=== PASSAGE GIVEN ===
I am posting here as I don't know where would be most appropriate.

With regard to all the doom and gloom about the forthcoming 2012 (no not the olympics!) end of it all scenario my youngest has got himself all miserable about it ,saying that ALL prophecies converge on this date, so there MUST be something in it.

Now I don't have a clue about end of world predictions and am fairly convinced that Old Mother Shipton, Nostradamus and their ilk are mostly faked (some of you will probably know much more than me here). The main cause of his worry is the Mayan prophecy about the ending of one of their astronomical cycles on 21/12/12.

Now I am a dutiful mum and don't like to see my kids worried like he is, so I am wondering if anyone here could tell me, if this is a cycle that is coming to an end, what occured when it began? If the Mayans state that something cataclasmic occurs when one of these cycles ends, then when this one started must have been the end of the previous one, so when was this and what happened? :?

His dad is a geologist and has pointed out that there have been many extinctions in geological time, some of them massive in scale. You can imagine that this proved less than reassuring :roll:

So, can any of you help me with some facts regarding this?

Thanks in advance
 
The short answer is that it's all a load of ......
There is no Mayan prophecy about the end of the world on 2012 - ONE of the calendars that the Mayan used had a cyclical pattern that went back to zero, just as our clocks do every night - like Western people, the Mayans used different calendars throughout history - we used to use the Julian Calendar, now we use the Gregorian. Since the Mayans stopped using that calendar before Columbus, no one is quite sure when it began or ended.
Probably nothing in particular happened on the day this calendar started - it happened around 3114 B.C., well before the Mayan civilization existed.
see: http://www.universetoday.com/2008/05/19 ... y-in-2012/
And the crystals skulls are nonsense too - they aren't ancient artifacts - they were probably made in the 19th and 20th Century.
=== RECORDS SUPPLIED ===
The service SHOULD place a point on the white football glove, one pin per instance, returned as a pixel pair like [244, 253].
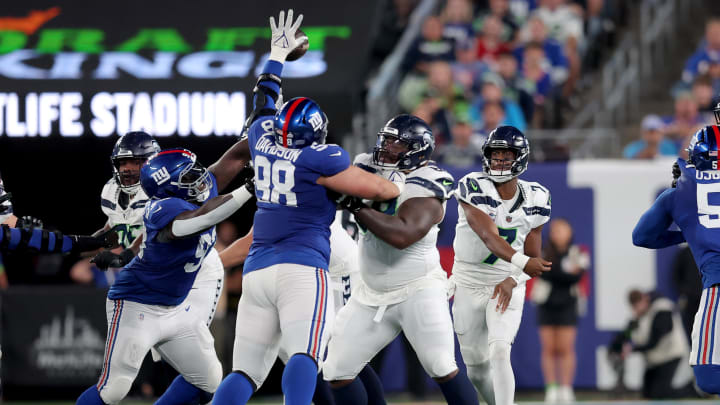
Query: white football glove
===
=== RECORDS SUPPLIED ===
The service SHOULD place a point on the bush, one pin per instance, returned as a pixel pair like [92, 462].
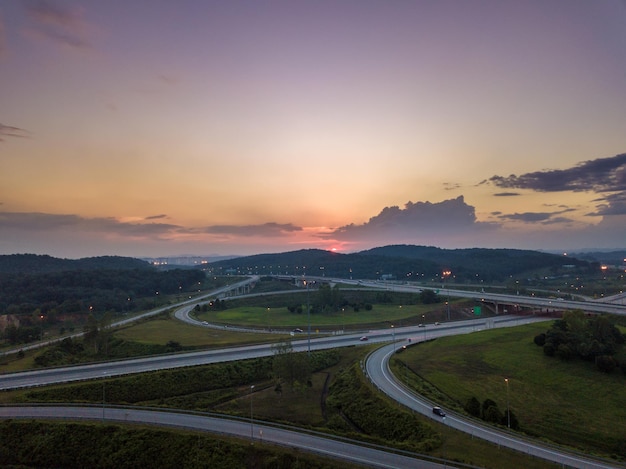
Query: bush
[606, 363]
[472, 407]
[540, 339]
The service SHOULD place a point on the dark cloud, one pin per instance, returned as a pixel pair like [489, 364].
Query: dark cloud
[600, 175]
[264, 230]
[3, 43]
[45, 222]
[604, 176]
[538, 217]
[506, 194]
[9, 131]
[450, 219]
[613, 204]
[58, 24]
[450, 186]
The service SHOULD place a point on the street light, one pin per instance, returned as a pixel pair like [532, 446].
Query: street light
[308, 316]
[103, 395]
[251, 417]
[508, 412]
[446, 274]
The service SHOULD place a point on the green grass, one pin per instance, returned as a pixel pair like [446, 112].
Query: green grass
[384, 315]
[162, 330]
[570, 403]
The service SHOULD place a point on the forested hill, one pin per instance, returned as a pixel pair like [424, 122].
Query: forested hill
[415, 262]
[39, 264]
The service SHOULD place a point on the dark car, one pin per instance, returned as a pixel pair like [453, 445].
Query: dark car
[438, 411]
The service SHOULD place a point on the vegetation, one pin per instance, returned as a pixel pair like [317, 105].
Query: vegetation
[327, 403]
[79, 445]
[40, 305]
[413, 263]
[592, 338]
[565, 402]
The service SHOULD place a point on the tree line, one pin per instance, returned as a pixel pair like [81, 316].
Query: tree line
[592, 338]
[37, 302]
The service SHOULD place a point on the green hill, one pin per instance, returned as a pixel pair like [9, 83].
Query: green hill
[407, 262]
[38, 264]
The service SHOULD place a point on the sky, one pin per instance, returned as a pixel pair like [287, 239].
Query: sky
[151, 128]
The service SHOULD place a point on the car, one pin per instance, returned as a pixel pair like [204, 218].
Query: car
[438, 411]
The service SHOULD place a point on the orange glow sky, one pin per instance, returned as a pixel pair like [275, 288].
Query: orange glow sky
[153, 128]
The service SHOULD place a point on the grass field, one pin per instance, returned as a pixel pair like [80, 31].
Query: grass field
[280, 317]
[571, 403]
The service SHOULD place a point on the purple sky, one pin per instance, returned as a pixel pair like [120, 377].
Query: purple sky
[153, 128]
===
=== RECORDS SUPPLIED ===
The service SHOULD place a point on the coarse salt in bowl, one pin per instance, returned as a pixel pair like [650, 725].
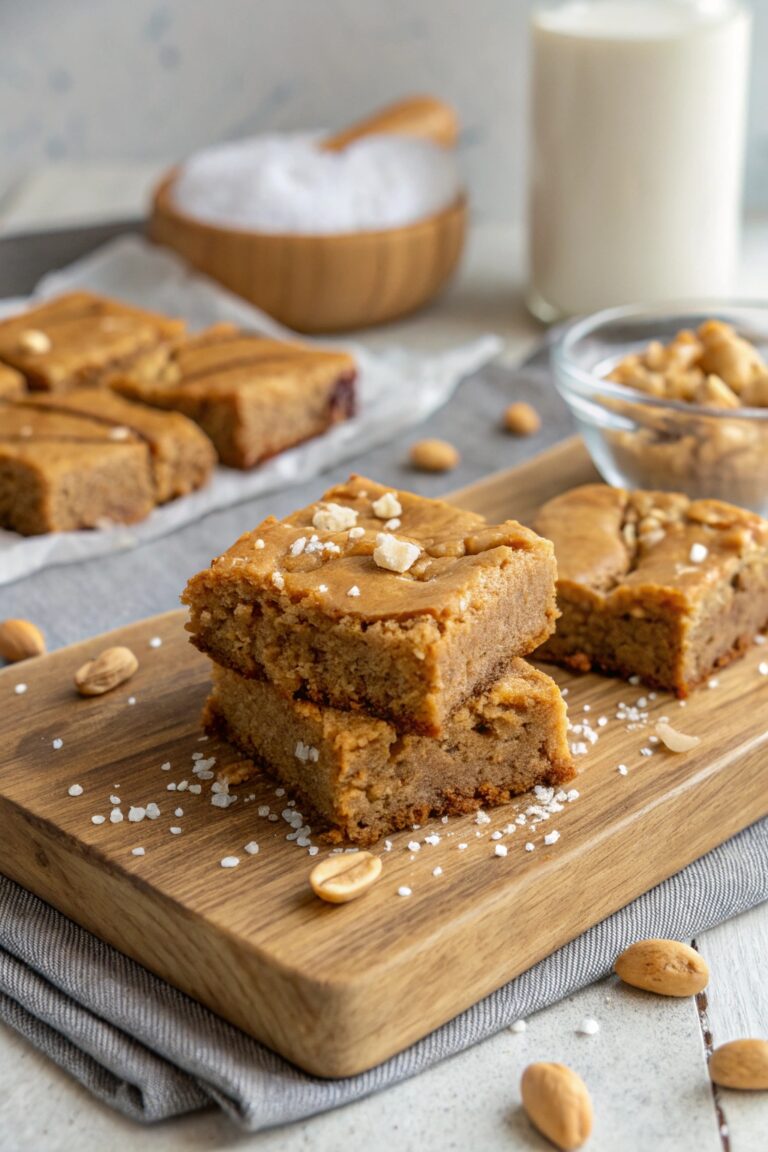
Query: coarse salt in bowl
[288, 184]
===
### EXERCISE TASK
Rewrite the stretch of the post about the 2012 Mayan prophecy from "Now I don't" through "what happened? :?", putting "mom" in place of "mum".

### REPLY
Now I don't have a clue about end of world predictions and am fairly convinced that Old Mother Shipton, Nostradamus and their ilk are mostly faked (some of you will probably know much more than me here). The main cause of his worry is the Mayan prophecy about the ending of one of their astronomical cycles on 21/12/12.

Now I am a dutiful mom and don't like to see my kids worried like he is, so I am wondering if anyone here could tell me, if this is a cycle that is coming to an end, what occured when it began? If the Mayans state that something cataclasmic occurs when one of these cycles ends, then when this one started must have been the end of the previous one, so when was this and what happened? :?